## [Task statement]
After reading the data, copy it out in full and exactly.

## [Input records]
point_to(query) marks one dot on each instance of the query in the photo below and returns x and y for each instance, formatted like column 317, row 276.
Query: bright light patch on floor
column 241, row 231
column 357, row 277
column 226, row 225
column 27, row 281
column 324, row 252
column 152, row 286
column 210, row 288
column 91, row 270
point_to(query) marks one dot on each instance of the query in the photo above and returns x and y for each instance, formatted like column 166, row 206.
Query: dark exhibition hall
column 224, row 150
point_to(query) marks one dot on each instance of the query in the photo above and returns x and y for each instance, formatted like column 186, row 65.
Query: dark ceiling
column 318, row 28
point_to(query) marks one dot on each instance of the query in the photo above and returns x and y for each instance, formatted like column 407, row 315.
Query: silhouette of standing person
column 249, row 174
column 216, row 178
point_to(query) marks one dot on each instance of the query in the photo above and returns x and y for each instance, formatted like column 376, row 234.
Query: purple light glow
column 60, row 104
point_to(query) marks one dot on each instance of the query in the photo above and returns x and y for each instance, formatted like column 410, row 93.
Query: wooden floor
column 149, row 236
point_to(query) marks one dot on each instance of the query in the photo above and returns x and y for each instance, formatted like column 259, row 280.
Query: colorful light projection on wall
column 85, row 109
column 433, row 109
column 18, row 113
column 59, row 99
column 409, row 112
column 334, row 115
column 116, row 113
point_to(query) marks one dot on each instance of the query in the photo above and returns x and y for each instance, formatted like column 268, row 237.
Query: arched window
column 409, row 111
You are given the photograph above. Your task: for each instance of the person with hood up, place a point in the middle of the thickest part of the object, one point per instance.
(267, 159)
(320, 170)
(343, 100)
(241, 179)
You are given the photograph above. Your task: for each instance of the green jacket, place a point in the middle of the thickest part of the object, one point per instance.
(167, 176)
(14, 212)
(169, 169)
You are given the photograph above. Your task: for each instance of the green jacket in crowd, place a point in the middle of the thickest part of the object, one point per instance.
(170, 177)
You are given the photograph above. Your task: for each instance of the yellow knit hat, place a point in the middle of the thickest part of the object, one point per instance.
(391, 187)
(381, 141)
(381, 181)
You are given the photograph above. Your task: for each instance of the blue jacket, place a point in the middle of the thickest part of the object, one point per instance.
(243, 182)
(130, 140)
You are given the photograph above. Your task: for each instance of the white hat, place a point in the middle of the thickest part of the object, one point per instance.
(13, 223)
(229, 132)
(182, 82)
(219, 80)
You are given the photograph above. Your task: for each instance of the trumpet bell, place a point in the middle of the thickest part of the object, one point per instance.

## [Written response]
point_to(query) marks one dot on each instance of the query in the photo below and returns x and y for each instance, formatted like column 317, row 276.
Query: bright light patch on floor
column 241, row 231
column 357, row 277
column 226, row 225
column 27, row 281
column 324, row 252
column 152, row 286
column 210, row 288
column 91, row 270
point_to(query) marks one dot on each instance of the query in the photo above and returns x and y for each instance, formatted like column 166, row 206.
Query: dark exhibition hall
column 224, row 150
point_to(query) marks one dot on each instance of the query in the photo above and returns x and y for each instance, formatted like column 186, row 65.
Query: dark ceiling
column 318, row 28
point_to(query) marks one dot on each instance of the query in the photo above and returns x and y for each instance, formatted like column 407, row 315.
Query: silhouette of standing person
column 249, row 174
column 216, row 178
point_to(query) marks one dot on each instance of the query in the photo above and returns x and y for each instance, formatted like column 376, row 234.
Query: purple light glow
column 60, row 104
point_to(query) marks one dot on each instance of the query in the photo above and returns x and y for each instance, formatted like column 410, row 93.
Query: wooden floor
column 149, row 236
point_to(query) marks one dot on each instance of the query in the photo above and returns x and y for each instance, formatted like column 259, row 280.
Query: colorful light projection on wall
column 85, row 109
column 433, row 109
column 18, row 113
column 59, row 99
column 409, row 112
column 334, row 115
column 116, row 113
point_to(query) marks one dot on each instance of the query in the photo above and returns x and y for each instance, formatted like column 268, row 237.
Query: arched window
column 409, row 111
You are given the photograph above. Your task: for each instance of the person with hood up, place a point in the middle of the thickest part of the object, one point per instance.
(267, 159)
(320, 170)
(343, 100)
(241, 179)
You are given the photograph above. Your task: for each instance of the green jacket, place a point in the middle of the thickest part of the object, one point per instance.
(167, 176)
(14, 212)
(169, 169)
You are given the photograph above. Your task: for each instance of the green jacket in crowd, place a point in the middle of the thickest part of the object, one point per instance.
(170, 177)
You are given the photograph above. Your task: for each instance of the yellow knit hat, place a point in the middle of the thickest part of the object, one point per instance.
(391, 187)
(381, 141)
(381, 181)
You are given the photograph above. Your task: for each instance of the blue jacket, place a point in the middle of the thickest part of the object, one point per instance.
(243, 182)
(130, 140)
You are given the photograph above. Your task: for each instance of the white hat, place a point in the middle of the thickest part of the object, one point per instance.
(13, 223)
(229, 132)
(182, 82)
(219, 80)
You are given the photograph above. Your task: for each instance of the trumpet bell, place a point in the middle of the thickest part of the object, one point per instance.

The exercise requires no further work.